**Task description**
Take the data that follows and retype it word for word.

**Supplied data**

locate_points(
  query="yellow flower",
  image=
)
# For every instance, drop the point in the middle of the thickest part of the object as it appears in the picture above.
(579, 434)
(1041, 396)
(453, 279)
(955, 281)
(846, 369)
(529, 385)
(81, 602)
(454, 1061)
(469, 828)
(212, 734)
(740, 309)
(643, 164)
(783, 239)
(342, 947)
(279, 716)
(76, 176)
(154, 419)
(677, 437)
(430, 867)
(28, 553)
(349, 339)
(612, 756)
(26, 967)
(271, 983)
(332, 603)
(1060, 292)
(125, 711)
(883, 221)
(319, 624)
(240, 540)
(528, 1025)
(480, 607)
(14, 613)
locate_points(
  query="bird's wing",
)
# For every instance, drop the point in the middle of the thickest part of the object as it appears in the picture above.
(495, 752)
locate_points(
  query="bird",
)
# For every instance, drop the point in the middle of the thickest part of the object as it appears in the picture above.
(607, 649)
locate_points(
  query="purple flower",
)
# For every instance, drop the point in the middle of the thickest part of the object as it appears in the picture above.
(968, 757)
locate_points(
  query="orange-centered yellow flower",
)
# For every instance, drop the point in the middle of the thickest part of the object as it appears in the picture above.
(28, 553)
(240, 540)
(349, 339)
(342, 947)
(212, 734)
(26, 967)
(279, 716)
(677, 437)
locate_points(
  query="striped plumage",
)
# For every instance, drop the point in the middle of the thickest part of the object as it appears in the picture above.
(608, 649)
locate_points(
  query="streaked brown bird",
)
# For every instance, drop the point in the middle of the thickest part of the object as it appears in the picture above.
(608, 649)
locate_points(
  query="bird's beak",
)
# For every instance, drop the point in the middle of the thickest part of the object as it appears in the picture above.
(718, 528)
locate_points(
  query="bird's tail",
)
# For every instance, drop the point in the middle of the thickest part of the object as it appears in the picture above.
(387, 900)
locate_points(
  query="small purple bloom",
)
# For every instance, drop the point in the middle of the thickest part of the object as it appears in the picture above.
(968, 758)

**Task solution**
locate_points(
  query="yellow flower",
  image=
)
# For every instance, drop the point in the middle of the thickest part of the object as it appears in the picture above.
(579, 434)
(1041, 396)
(453, 279)
(955, 281)
(846, 369)
(529, 385)
(81, 602)
(454, 1061)
(469, 828)
(212, 734)
(740, 309)
(643, 164)
(783, 239)
(342, 947)
(279, 716)
(76, 176)
(154, 419)
(677, 437)
(430, 867)
(28, 553)
(349, 339)
(612, 756)
(26, 967)
(271, 983)
(332, 603)
(1060, 292)
(125, 711)
(883, 221)
(319, 624)
(240, 540)
(528, 1025)
(480, 607)
(14, 613)
locate_points(
  query="bird's wing",
)
# For every instance, drop the point in the middle of the thickest part of the object as it appears in the picture above.
(495, 752)
locate_points(
  query="bird",
)
# For every instance, drop the point in the middle of the thickest part of the object as it appears in the picture above.
(607, 649)
locate_points(
  query="purple flower",
)
# For every instance, drop the point in the middle of the thickest part of the object as it appears in the picture above.
(968, 757)
locate_points(
  query="orange-centered yellow flower",
)
# For every instance, drop the point in the middle of the thickest part of the object as it appears in the picture above.
(28, 553)
(240, 540)
(349, 339)
(342, 947)
(212, 734)
(26, 967)
(279, 716)
(677, 437)
locate_points(
  query="striped plumage",
)
# For every instance, drop the point in the middle of the thickest part of the object as it appears in the picture above.
(608, 649)
locate_points(
  query="streaked brown bird",
)
# For every instance, drop the point in the middle of the thickest part of the object as it appears in the picture above.
(608, 649)
locate_points(
  query="bird's beak",
)
# For every instance, drop the point in the middle of the thickest part of the object as it appears in the picture above.
(718, 528)
locate_points(
  query="bird's tail",
)
# For every instance, drop the point in the middle of the thickest part of the object as it appears in the picture above.
(387, 900)
locate_points(
  query="small purple bloom",
)
# For every instance, drop the point in the middle of the thickest part of the object as it appears in the picture above.
(968, 758)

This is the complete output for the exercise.